Stated problem: From the notes on key management, print the passage from "One of the early" up to and including "the operating environment.", word for word.

===== Text excerpt

Computer Science 431
Notes on key management

The thing that encryption fundamentally accomplishes is to replace the confidentiality of one piece of information (the plaintext) with the confidentiality of another piece of information (the decryption key). This allows us to do things like concentrate the confidentiality of information in a single key, but does not eliminate the need for keeping things confidential. Moreover, it raises new problems in the area of what is called key management.

Key management involves several different things, each of which is discussed below.

Who chooses keys?

 One of the early security bugs discovered in Netscape concerns the manner in which they were selecting session keys for use in encryption. The problem of generating random unpredictable keys is one that people often overlook, but is serious. Computers are designed in such a way that they are predictable, and sampling predictable quantities is antithetic to producing cryptographic keys. Various strategies have been devised to get around this, including the use of "secure tokens" that emit cryptographically secure streams, noisy diodes that oscillate with unpredicatable patterns, and Netscape's approach of sampling the operating environment.

Another approach altogether is to relieve the client machine of the need to produce cryptographic keys, and to devise a system in which the ability to produce session keys is concentrated in a trusted authority. This is the approach used by the Kerberos system, and will be discussed in some detail in a future lecture.

==========
===== Excerpted records

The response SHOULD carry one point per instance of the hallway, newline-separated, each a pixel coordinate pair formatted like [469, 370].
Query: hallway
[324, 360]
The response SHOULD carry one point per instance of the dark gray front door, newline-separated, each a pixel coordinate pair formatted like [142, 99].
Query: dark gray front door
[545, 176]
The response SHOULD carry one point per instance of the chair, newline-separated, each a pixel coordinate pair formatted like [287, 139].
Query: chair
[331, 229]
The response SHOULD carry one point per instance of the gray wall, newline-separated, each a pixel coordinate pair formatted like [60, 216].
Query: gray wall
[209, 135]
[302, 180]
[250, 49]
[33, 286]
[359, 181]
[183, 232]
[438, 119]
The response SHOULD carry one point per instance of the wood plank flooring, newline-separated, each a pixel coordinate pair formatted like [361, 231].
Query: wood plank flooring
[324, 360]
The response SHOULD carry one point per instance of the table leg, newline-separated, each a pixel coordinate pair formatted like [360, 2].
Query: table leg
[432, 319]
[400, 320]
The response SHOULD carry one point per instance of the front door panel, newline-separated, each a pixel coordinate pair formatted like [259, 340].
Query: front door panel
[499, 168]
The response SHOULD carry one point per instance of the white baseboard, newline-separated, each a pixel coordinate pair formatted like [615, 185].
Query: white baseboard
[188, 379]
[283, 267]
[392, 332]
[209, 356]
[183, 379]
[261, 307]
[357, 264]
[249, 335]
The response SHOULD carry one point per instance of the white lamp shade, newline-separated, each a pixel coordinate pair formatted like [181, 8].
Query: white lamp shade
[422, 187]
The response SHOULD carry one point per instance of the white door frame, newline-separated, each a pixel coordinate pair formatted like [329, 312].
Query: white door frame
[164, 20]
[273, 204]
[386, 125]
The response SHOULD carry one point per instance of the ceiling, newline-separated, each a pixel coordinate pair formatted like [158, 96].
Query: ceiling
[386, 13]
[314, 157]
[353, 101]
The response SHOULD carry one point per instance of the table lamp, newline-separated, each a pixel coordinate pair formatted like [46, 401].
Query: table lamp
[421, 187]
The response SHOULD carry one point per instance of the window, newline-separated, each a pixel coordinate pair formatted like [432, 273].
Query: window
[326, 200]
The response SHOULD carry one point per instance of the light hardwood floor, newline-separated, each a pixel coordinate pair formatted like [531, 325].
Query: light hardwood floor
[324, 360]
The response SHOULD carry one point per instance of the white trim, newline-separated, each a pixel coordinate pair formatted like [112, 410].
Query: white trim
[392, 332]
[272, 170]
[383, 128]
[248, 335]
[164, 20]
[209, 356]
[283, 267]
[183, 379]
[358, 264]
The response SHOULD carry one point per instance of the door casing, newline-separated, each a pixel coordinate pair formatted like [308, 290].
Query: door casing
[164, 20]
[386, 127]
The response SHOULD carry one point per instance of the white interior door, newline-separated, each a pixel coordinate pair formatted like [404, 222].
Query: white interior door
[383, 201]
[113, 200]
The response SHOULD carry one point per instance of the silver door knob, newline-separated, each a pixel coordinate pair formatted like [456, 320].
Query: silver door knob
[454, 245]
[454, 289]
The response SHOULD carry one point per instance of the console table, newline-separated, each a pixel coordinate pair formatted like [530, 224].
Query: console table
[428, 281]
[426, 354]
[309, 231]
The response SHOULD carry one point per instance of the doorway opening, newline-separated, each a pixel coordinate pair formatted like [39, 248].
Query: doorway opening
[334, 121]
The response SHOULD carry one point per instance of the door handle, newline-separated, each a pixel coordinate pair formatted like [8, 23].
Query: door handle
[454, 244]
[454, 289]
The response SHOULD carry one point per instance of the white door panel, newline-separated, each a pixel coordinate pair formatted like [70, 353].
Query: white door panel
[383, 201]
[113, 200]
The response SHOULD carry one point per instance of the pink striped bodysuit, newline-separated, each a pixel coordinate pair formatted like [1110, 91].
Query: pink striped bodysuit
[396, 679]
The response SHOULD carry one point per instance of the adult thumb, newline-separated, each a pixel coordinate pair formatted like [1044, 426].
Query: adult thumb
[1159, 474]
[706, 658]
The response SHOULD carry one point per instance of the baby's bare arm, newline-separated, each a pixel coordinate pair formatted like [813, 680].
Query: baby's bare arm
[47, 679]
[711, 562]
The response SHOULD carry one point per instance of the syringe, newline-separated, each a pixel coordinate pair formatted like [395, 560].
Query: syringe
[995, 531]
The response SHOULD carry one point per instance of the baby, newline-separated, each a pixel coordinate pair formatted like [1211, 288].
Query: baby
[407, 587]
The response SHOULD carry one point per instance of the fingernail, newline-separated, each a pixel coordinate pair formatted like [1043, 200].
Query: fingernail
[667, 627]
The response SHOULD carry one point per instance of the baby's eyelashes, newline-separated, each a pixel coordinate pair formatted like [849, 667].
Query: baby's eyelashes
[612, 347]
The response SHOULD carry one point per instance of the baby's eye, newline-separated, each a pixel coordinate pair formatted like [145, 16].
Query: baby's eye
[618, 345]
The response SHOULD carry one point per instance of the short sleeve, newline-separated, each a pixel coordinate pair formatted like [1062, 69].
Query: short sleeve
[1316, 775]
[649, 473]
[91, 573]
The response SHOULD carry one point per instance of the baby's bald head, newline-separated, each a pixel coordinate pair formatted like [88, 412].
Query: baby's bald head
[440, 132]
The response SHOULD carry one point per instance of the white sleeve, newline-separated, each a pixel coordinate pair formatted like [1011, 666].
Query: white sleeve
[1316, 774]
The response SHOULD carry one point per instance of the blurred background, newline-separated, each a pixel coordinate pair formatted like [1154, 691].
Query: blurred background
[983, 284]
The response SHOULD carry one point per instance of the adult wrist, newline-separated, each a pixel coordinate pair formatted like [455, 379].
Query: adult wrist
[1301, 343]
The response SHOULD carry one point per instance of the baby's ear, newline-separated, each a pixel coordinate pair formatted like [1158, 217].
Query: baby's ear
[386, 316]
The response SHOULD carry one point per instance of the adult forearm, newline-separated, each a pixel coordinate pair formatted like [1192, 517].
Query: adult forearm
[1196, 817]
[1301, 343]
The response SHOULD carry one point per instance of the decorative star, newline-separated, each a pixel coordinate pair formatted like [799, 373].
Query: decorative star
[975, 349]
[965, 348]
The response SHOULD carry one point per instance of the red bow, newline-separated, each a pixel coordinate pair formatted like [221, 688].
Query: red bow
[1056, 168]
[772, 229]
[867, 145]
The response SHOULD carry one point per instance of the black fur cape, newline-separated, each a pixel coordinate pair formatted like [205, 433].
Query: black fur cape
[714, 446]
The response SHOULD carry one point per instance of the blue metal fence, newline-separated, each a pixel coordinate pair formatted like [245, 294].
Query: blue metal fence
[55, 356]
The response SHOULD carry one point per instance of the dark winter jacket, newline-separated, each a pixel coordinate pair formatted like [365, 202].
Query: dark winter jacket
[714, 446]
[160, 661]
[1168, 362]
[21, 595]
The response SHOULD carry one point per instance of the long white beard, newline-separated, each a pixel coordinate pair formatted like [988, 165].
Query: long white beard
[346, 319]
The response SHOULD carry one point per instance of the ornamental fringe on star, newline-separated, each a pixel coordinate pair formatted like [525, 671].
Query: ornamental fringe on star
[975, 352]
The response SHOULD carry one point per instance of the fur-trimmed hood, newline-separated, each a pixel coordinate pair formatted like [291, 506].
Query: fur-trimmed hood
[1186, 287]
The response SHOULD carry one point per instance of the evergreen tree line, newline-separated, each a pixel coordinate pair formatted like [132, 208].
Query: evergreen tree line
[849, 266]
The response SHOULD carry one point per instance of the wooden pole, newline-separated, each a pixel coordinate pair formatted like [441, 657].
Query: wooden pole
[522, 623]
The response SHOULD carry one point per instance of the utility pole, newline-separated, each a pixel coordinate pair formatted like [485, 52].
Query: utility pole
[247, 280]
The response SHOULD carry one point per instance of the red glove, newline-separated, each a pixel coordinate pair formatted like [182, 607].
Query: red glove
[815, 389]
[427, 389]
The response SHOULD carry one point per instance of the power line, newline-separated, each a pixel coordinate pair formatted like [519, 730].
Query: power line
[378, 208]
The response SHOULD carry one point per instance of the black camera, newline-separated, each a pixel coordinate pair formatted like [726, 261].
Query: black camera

==========

Exercise answer:
One of the early security bugs discovered in Netscape concerns the manner in which they were selecting session keys for use in encryption. The problem of generating random unpredictable keys is one that people often overlook, but is serious. Computers are designed in such a way that they are predictable, and sampling predictable quantities is antithetic to producing cryptographic keys. Various strategies have been devised to get around this, including the use of "secure tokens" that emit cryptographically secure streams, noisy diodes that oscillate with unpredicatable patterns, and Netscape's approach of sampling the operating environment.